• **TASK ITEM**: Retype the records below exactly as they stand, but with no images.

======== GIVEN RECORDS ========

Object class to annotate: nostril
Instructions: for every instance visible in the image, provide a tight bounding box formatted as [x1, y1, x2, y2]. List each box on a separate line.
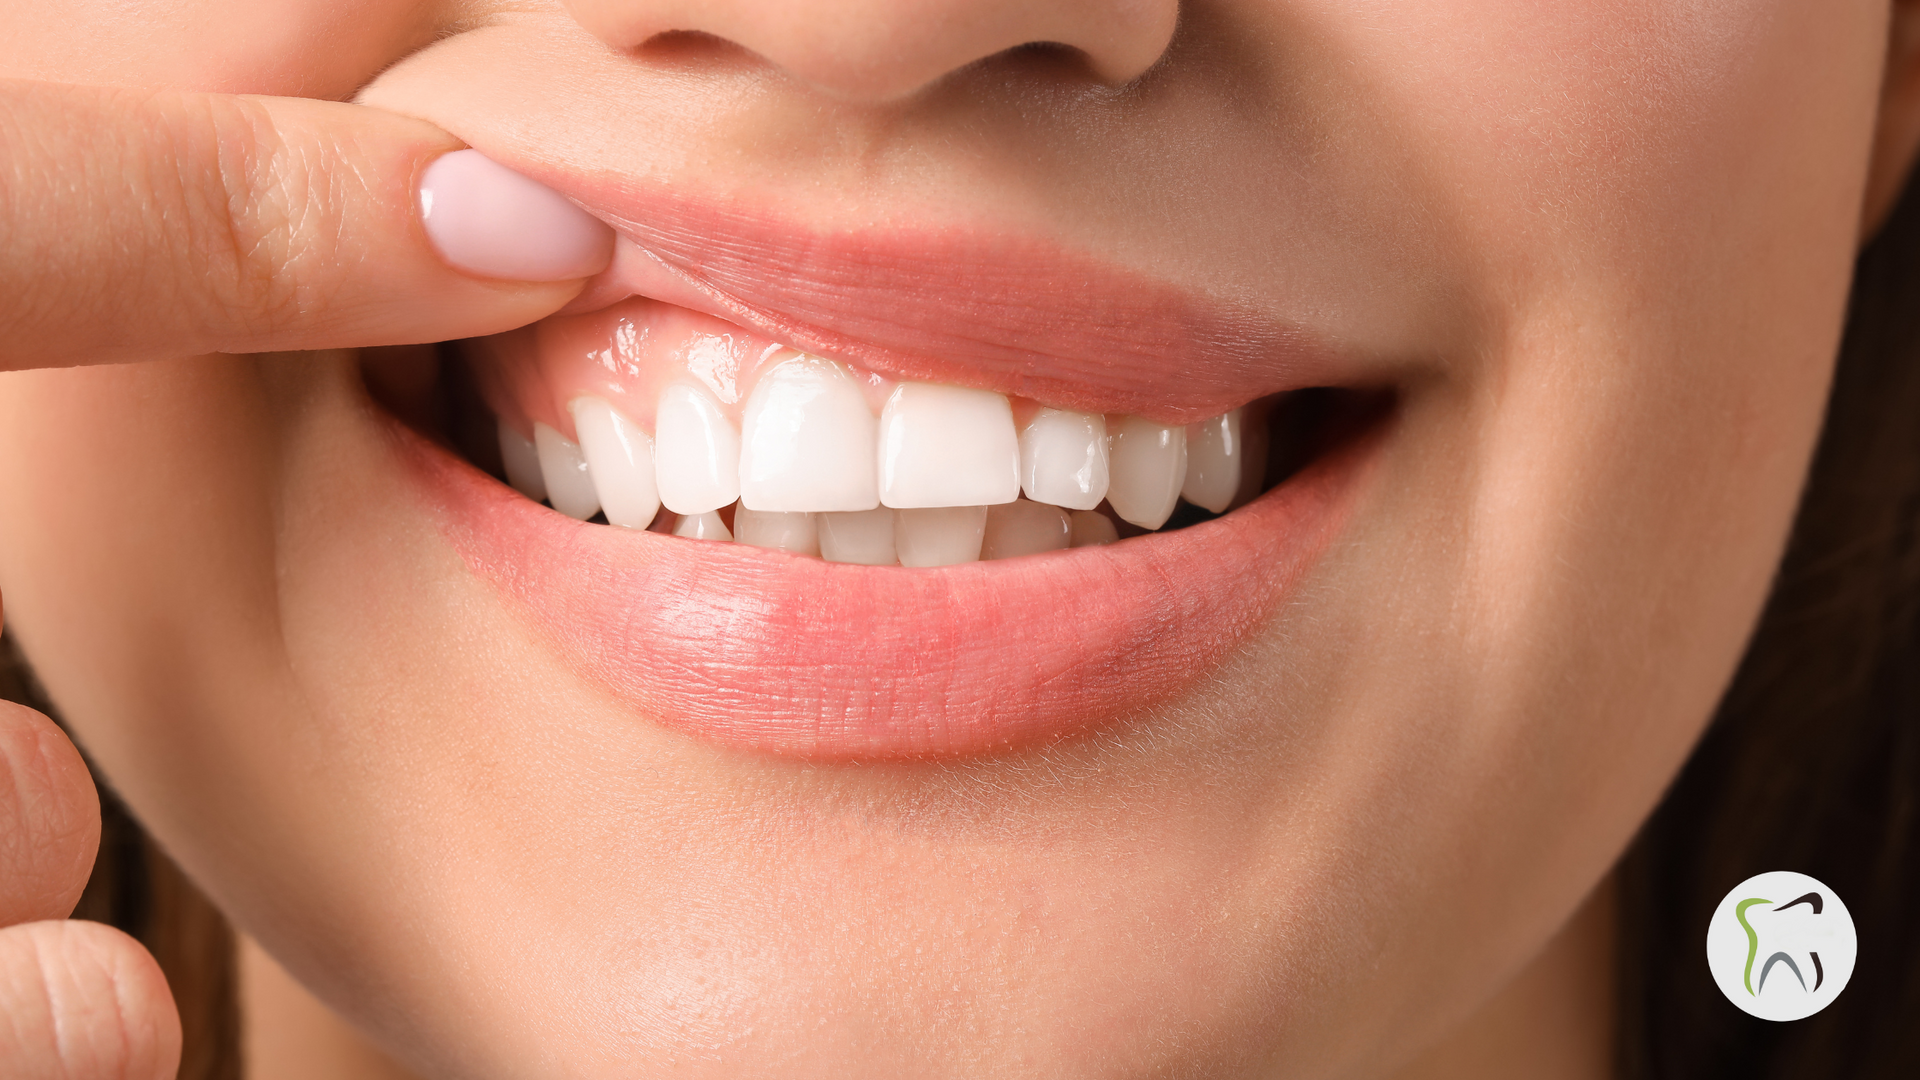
[961, 40, 1108, 89]
[632, 29, 757, 72]
[561, 0, 1178, 104]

========

• **SOLUTION TO THE EXERCISE**:
Object class to annotate: nostril
Instructions: for every instance visible in the image, provide a tight bounding box formatted as [x1, y1, x2, y2]. List each box on a separate line.
[961, 40, 1108, 89]
[632, 29, 757, 72]
[561, 0, 1178, 104]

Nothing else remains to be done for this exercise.